Un magnifique halo de lumière jaune-orange entoure Gargantua, visuellement similaire aux anneaux de Saturne. C’est ce qu’on appelle un disque d’accrétion, soit de la matière en orbite autour d’un objet céleste. Ici, il s’agit de gaz chaud. Un disque d’accrétion émet normalement de telles radiations (rayons x, rayons gamma, ondes radio et lumières) qu’il grillerait instantanément n’importe quel être humain à proximité. C’est pour cette raison que le disque d’accrétion de Gargantua est anémique, c’est-à-dire avec un gaz qui ne dépasse pas plusieurs milliers de degrés (au lieu des centaines de millions de degrés de certains quasars). Il diffuse beaucoup de lumière, mais peu de rayons X ou gamma.

- [CONSIGNE 1]:
D'après le texte sur Gargantua, de quoi se compose son disque d'accrétion ?

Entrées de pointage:
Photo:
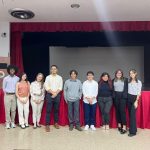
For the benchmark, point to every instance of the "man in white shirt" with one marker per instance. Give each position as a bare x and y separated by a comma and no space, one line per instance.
53,85
90,91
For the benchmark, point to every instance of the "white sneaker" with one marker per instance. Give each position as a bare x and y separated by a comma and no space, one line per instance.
7,126
86,127
13,125
22,126
92,127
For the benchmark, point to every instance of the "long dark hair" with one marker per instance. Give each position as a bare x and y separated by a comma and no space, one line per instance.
42,81
122,77
20,77
135,72
109,79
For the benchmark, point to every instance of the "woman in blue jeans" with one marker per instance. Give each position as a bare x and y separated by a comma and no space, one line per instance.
105,98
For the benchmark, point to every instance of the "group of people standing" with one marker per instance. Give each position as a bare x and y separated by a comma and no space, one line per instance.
120,91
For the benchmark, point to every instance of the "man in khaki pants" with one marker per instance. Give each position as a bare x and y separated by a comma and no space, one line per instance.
9,88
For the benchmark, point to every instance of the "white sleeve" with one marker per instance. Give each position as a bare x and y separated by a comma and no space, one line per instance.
31,90
139,87
95,90
46,84
61,84
85,94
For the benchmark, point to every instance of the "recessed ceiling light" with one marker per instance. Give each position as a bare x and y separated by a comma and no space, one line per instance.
75,5
21,13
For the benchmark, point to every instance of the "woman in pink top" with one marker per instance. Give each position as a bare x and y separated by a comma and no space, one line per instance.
23,93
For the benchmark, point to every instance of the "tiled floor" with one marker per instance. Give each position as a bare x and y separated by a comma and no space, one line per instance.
63,139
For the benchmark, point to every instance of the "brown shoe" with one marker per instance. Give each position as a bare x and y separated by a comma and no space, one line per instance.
47,128
56,125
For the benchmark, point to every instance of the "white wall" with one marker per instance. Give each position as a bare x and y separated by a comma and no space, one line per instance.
4,41
97,59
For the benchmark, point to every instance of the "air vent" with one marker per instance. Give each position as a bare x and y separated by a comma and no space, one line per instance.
21,13
75,5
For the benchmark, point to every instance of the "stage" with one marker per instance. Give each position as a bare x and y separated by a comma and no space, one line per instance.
143,112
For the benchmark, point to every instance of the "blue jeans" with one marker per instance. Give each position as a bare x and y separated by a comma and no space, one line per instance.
89,113
52,102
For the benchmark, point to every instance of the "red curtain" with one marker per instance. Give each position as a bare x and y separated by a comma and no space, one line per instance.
18,28
16,50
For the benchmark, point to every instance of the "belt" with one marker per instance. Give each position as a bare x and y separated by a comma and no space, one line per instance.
10,93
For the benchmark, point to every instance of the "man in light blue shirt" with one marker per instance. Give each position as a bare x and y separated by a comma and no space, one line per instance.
72,94
9,88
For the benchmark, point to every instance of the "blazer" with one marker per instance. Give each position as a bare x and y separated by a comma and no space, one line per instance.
125,90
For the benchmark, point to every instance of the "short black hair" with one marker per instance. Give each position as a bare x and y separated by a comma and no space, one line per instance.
90,72
54,66
20,76
10,67
74,72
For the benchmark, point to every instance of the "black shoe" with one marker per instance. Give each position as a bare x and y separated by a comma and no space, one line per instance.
70,127
131,135
119,129
78,128
123,131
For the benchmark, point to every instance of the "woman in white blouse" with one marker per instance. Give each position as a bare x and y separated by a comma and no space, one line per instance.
134,92
37,98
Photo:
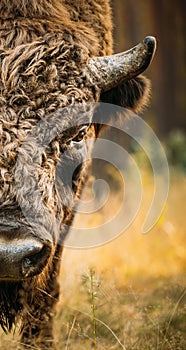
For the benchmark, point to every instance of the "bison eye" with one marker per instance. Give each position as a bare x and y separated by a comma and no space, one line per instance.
81,134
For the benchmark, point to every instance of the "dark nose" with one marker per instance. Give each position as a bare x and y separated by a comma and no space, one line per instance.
21,258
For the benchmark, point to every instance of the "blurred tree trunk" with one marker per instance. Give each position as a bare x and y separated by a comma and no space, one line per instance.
165,20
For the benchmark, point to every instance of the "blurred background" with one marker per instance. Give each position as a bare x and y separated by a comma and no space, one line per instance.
166,21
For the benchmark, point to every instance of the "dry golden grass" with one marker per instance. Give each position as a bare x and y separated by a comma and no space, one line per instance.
129,294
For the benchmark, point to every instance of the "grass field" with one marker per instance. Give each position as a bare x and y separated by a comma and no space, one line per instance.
131,293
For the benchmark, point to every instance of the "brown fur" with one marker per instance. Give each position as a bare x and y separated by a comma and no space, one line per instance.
44,48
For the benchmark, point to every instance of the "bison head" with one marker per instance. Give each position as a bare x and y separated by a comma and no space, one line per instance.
46,87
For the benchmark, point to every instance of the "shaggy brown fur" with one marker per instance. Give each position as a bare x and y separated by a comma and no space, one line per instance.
44,48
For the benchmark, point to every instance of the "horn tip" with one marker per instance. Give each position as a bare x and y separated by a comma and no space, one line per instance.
150,41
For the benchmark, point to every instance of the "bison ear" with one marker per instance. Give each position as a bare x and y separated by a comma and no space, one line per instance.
133,94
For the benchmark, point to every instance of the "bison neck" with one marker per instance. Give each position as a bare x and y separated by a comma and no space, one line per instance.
41,9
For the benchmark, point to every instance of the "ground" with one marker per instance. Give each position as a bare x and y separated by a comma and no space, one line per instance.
130,293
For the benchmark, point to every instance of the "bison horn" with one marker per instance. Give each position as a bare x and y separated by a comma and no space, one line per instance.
109,71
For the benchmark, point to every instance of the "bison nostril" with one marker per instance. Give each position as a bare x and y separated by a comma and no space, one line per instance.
35,262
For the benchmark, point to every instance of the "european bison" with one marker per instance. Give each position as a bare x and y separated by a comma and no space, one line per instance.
51,55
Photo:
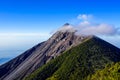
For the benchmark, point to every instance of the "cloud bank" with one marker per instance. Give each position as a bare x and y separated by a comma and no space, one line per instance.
86,27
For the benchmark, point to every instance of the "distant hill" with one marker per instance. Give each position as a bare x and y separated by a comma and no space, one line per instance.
79,62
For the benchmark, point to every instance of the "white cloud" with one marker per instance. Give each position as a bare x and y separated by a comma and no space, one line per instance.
68,27
14,41
96,29
84,16
86,27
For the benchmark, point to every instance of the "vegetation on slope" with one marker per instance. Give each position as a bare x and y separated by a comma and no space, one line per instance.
78,62
110,72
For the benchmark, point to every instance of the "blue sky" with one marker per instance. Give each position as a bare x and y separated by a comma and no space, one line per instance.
24,23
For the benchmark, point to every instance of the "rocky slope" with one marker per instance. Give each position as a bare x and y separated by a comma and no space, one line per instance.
32,59
80,62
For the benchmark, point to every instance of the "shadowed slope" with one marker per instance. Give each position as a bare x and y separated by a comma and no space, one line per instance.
32,59
78,62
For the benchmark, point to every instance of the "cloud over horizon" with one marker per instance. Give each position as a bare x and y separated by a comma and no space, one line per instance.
87,27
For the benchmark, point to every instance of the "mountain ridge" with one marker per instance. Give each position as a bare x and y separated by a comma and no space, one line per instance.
79,62
40,54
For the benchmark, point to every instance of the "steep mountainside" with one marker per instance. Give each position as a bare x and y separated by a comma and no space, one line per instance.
40,54
78,62
110,72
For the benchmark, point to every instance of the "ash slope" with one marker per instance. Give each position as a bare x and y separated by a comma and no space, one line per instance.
79,62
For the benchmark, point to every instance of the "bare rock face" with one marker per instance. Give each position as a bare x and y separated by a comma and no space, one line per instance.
40,54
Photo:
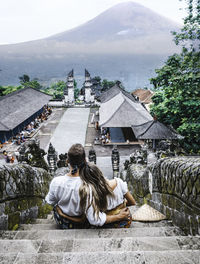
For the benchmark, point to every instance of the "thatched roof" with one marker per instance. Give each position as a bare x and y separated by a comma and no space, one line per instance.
154,130
113,91
144,95
121,111
19,106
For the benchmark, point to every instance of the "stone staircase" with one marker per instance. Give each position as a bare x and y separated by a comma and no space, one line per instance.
145,243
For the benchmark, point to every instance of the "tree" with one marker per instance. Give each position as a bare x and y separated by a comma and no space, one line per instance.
177,101
24,79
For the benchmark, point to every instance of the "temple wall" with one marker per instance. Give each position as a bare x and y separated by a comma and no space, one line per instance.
22,192
172,186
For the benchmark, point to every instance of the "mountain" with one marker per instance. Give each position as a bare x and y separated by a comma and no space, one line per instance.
124,21
126,42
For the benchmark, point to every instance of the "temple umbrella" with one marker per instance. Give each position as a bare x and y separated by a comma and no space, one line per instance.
155,130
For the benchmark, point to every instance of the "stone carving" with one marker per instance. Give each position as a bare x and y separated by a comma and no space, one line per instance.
92,156
31,153
62,162
22,190
115,159
172,186
52,158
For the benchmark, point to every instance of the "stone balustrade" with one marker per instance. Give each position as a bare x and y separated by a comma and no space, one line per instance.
22,192
170,185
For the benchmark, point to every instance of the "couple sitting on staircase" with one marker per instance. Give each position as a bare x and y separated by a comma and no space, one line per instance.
84,198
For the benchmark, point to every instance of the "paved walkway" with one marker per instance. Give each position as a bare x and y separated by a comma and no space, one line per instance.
71,129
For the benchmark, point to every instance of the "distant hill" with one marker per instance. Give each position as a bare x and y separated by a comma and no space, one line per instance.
125,21
126,42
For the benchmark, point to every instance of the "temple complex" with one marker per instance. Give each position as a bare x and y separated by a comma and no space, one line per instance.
69,90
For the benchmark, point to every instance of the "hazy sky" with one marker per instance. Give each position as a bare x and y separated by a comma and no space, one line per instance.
24,20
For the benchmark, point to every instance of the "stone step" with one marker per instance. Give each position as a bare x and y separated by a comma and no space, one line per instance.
35,233
134,223
52,226
147,257
100,245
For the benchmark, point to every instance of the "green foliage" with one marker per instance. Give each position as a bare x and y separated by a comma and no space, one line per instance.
24,79
76,93
56,89
177,100
97,78
4,90
26,82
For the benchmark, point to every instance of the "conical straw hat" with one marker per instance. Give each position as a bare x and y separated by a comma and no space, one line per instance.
147,214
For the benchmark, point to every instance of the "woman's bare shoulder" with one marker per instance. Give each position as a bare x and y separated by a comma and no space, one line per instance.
112,183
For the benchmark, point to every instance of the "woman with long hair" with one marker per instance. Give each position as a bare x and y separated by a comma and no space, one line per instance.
84,193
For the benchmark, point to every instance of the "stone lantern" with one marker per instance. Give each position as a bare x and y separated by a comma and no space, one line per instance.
92,156
52,158
115,160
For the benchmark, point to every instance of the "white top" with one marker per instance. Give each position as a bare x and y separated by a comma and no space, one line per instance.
64,191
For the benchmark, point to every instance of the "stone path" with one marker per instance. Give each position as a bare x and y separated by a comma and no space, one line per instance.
70,130
143,243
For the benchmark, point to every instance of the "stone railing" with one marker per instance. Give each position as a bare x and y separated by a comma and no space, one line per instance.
172,186
22,192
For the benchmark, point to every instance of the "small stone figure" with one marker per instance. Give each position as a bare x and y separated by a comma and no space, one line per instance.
62,160
22,156
52,158
92,156
115,159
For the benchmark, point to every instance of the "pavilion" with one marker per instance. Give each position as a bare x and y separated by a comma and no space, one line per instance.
18,109
119,111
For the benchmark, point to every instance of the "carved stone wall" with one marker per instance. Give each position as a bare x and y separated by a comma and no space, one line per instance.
22,190
172,186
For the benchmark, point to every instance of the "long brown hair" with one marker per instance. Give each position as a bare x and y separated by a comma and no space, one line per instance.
93,181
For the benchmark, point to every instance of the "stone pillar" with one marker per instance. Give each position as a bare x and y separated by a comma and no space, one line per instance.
52,158
115,161
92,156
69,90
88,85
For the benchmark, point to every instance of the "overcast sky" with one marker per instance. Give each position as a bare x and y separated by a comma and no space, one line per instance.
24,20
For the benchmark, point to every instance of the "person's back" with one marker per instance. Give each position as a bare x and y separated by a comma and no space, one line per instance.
83,190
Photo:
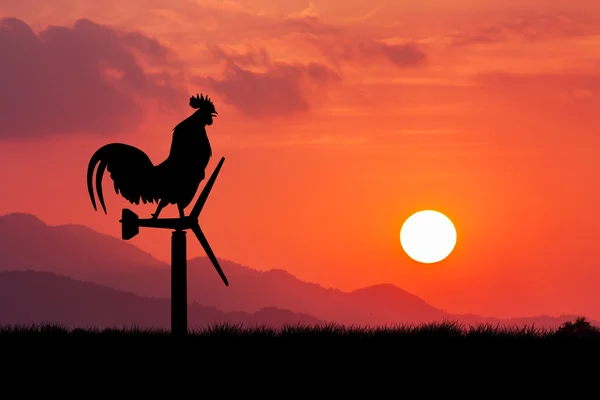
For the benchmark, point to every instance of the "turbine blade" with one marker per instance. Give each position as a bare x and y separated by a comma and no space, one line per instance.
204,243
206,191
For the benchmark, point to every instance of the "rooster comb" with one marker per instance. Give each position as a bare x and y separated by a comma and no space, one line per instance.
201,102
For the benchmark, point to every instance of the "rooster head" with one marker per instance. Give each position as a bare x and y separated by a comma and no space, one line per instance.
205,107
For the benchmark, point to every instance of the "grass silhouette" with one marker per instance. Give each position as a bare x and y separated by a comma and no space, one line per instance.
445,331
309,356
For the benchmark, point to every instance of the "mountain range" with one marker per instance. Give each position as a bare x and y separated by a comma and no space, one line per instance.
112,282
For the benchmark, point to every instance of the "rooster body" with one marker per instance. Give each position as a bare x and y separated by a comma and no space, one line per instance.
174,181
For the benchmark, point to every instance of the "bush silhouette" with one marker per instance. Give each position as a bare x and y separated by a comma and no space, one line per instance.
580,328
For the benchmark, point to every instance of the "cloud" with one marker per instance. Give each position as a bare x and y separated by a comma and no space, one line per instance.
85,78
525,26
279,89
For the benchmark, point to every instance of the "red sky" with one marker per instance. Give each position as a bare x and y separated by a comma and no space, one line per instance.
338,119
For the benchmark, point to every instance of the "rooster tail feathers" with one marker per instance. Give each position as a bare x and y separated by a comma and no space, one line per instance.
130,169
96,158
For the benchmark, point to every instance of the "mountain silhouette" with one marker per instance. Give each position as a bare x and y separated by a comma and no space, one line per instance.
31,297
27,243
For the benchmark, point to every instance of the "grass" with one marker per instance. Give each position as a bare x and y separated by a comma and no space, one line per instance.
236,351
444,331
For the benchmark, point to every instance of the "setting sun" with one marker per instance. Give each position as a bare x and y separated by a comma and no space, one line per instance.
428,236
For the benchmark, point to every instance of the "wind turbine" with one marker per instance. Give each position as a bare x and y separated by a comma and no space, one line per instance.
130,227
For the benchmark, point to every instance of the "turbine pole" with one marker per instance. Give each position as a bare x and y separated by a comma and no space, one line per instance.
131,224
178,283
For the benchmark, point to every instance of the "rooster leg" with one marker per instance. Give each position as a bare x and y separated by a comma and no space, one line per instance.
181,212
162,204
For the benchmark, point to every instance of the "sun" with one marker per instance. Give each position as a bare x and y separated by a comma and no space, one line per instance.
428,236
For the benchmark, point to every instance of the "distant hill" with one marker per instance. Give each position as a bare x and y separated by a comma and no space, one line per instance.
26,243
29,297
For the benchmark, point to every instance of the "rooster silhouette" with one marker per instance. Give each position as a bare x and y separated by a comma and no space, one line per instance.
174,181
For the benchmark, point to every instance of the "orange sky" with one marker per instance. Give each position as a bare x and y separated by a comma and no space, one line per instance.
338,119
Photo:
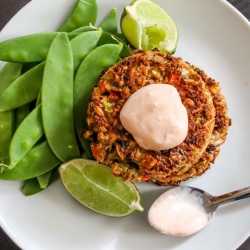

- [CONSIGNE 2]:
Relevez chaque ligne des entrées qui contient la chaîne "temple". La casse doit être respectée.

- [RÉPONSE RÉDIGÉE 1]:
Il se compose de gaz chaud.

- [RÉPONSE RÉDIGÉE 2]:
For the benchmark, point to every instance of the "temple wall" with one marker per instance. Give each position as a bare x and y separated by a comma and no space, one line per instance.
For the benchmark, point to every instance of the "temple umbrella" with one marker per instance. Give each position as a bare x and y separated by a comma and no space, one line per instance.
For the benchmark, point to every instance of the "temple complex" with one marker per instance. Give each position as a bare x and y separated by a comma and no space, one line per instance.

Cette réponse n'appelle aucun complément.